= WHAT IS ASKED =
Please rewrite the data below with "young man with glasses" changed to "young man wearing glasses" everywhere and nothing else altered. Omit the pictures from your answer.

Pointing dataset records
____
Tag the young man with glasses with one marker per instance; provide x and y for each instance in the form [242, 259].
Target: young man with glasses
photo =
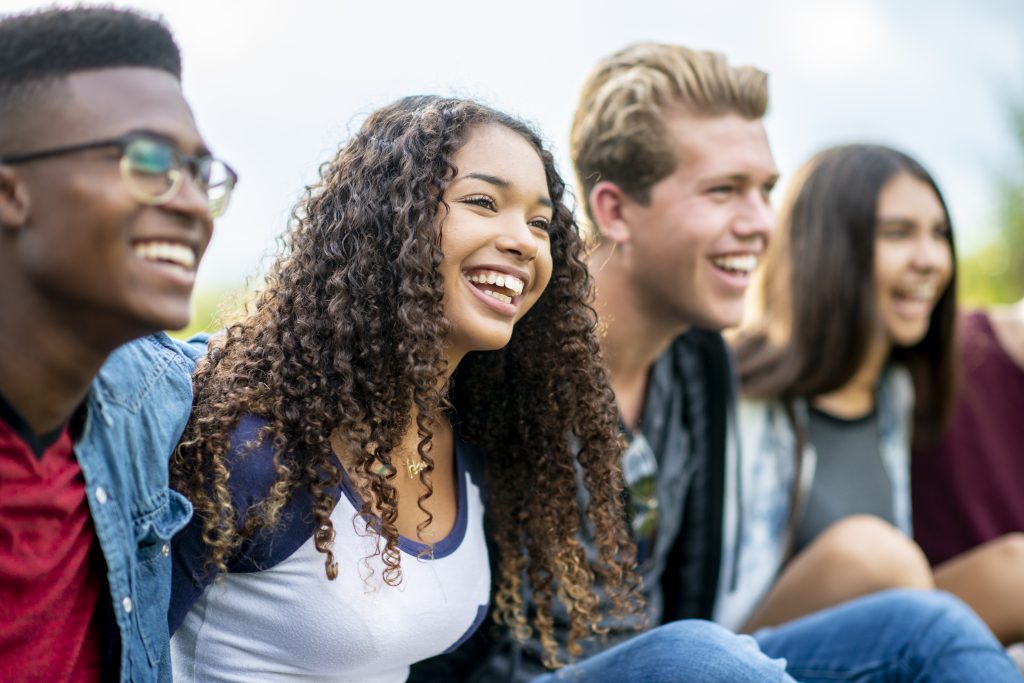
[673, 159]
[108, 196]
____
= CORRECT RESPONSE =
Tag the young man wearing glasses with one marker per instance; provide x and y for each instance in the form [242, 259].
Target: young man wearing glasses
photo =
[673, 159]
[108, 196]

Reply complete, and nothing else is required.